This is again prophesied in Hosea 2:14,
14 Therefore, behold, I will allure her, bring her into the wilderness and speak kindly to her.
Though grace comes in the wilderness, rest comes at the end of the wilderness. Grace is something that God does by the power of His own will. So Jeremiah 31:3 says,
3 The Lord appeared to him [Israel] from afar, saying, “I have loved you with an everlasting love; therefore I have drawn you with lovingkindness.”
Jesus Christ did not minister directly to the lost Israelites but “appeared to him from afar.” He sent His word through the apostles and other disciples who spread the gospel to distant lands. Their message presented the love of Christ as demonstrated by His willingness to die that they might live (John 3:16; Romans 5:8-10). “Therefore,” God says, “I have drawn you.” It was a sovereign act of God which He did in order to fulfill His oath.
In John 6:44 Jesus says,
44 No one can come to Me unless the Father who sent Me draws [helkuo, “drag”] him; and I will raise him up on the last day.
This promise is consistent with the provision of the New Covenant, and it provides us with the background knowledge to understand Jeremiah 31:31-34.
Jeremiah 31:4 says,
4 Again I will build you and you will be rebuilt, O virgin of Israel! Again you will take up your tambourines, and go forth to the dances of the merrymakers.
The first Kingdom of Israel had disintegrated. After Solomon’s death, the kingdom was divided between the northern 10 tribes (Israel) and the southern 2 tribes (Judah). After the division, the definition of Israel referred to the northern tribes as distinct from Judah. Judah’s citizens were called Judahites, later shortened to Jews. This distinction is made clear in Jeremiah 18 and 19. Jeremiah 18:1-10 prophesies of the 10 northern tribes who were exiled to Assyria. The rest of Jeremiah 18 and all of chapter 19 prophesy to Judah and Jerusalem.
So Jeremiah 31:4 refers to the “virgin of Israel.” Yet in Hosea Israel is presented as a harlot and an adulteress. It is only by turning to Christ and by having faith in His Sacrifice for sin that anyone can truly regain spiritual virginity. Therefore, the “virgin of Israel” is a reference to those who have accepted the Mediator of the New Covenant and who, like Paul, are “fully assured that what God had promised, He was able also to perform” (Romans 4:21).
In changing from a harlot to a virgin, God is rebuilding Israel, no longer through the Old Covenant (as under Moses) but through a better covenant that depends fully on God’s oath. By understanding that it is no longer based on works or upon man’s will, we can rejoice even before we have been perfected. The prophet expresses this in terms of tambourines and dancing. 1 John 1:4 tells us,
4 These things we write, so that our joy may be made complete.
The metaphor continues in Jeremiah 31:5,
5 Again you will plant vineyards on the hills of Samaria. The planters will plant and will enjoy them.

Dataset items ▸
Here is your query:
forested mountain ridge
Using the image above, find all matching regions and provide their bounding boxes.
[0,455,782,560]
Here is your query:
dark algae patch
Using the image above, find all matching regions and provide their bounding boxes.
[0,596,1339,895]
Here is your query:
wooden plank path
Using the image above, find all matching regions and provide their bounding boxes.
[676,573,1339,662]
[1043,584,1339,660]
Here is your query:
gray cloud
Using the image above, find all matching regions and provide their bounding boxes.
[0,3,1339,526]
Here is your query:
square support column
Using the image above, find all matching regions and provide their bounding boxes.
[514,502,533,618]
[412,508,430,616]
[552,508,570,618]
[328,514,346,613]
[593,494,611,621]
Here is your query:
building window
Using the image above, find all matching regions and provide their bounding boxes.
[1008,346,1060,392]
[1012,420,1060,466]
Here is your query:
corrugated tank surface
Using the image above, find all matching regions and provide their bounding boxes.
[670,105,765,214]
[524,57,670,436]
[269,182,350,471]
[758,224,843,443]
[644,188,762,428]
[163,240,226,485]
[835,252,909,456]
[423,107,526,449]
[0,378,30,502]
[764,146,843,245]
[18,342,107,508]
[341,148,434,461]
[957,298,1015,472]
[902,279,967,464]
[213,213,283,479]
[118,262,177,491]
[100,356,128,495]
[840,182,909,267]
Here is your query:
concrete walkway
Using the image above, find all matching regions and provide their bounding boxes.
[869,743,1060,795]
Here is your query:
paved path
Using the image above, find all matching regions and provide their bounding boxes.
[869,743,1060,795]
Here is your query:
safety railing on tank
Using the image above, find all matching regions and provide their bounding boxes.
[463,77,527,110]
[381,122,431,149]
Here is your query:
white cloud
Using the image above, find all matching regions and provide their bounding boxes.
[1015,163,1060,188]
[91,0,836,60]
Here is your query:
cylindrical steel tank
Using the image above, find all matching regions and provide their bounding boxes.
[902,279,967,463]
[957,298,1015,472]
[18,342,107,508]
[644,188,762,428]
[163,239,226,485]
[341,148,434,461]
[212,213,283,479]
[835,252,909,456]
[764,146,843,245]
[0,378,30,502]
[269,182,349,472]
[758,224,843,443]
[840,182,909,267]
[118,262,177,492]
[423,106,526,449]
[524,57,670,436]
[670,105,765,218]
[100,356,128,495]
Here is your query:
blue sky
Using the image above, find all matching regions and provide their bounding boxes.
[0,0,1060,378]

WHAT YOU NEED TO DO ▸
1 > Reproduce word for word the part of the commentary on Jeremiah 31 between "This is again" and "fulfill His oath.", inclusive.
2 > In two sentences, summarize the commentary on Jeremiah 31.
3 > Write the next part of the commentary on Jeremiah 31, picking up after the quotation of verse 5.

ANSWERS TO THE EXERCISE ▸
1 >
This is again prophesied in Hosea 2:14,
14 Therefore, behold, I will allure her, bring her into the wilderness and speak kindly to her.
Though grace comes in the wilderness, rest comes at the end of the wilderness. Grace is something that God does by the power of His own will. So Jeremiah 31:3 says,
3 The Lord appeared to him [Israel] from afar, saying, “I have loved you with an everlasting love; therefore I have drawn you with lovingkindness.”
Jesus Christ did not minister directly to the lost Israelites but “appeared to him from afar.” He sent His word through the apostles and other disciples who spread the gospel to distant lands. Their message presented the love of Christ as demonstrated by His willingness to die that they might live (John 3:16; Romans 5:8-10). “Therefore,” God says, “I have drawn you.” It was a sovereign act of God which He did in order to fulfill His oath.

2 > The commentary reads Jeremiah 31:3 as saying that God, by His own will and to fulfill His oath, drew the lost Israelites to Himself through the word His apostles and other disciples carried to distant lands. It explains that the "virgin of Israel" in Jeremiah 31:4 means those who have accepted the Mediator of the New Covenant, whom God rebuilds through a covenant that rests on His oath rather than on works, so that they can rejoice even before being perfected.

3 >
This appears to contradict Hosea 2:6,
6 Therefore, [because of Israel’s harlotry and exile] behold, I will hedge up her way with thorns, and I will build a wall against her so that she cannot find her paths.
Israel in exile would not find her way back to the old land. Instead, God would find her and give her grace in the wilderness. The “return,” as we read so often in Isaiah, is not a return to the old land but a return to God. No one can return to God merely by immigrating to the old land. Any sinner can relocate geographically, but this does not satisfy God’s requirement. The modern Zionist movement was able to establish a Jewish state in 1948, but the vast majority of the Zionists remained unbelievers subjected to the Old Covenant.
Yet God is rebuilding a new Israel through the New Covenant. No one can be a citizen of this Kingdom apart from faith in Jesus Christ. No one is an Israelite unless God bestows that name upon him/her as an act of His sovereignty.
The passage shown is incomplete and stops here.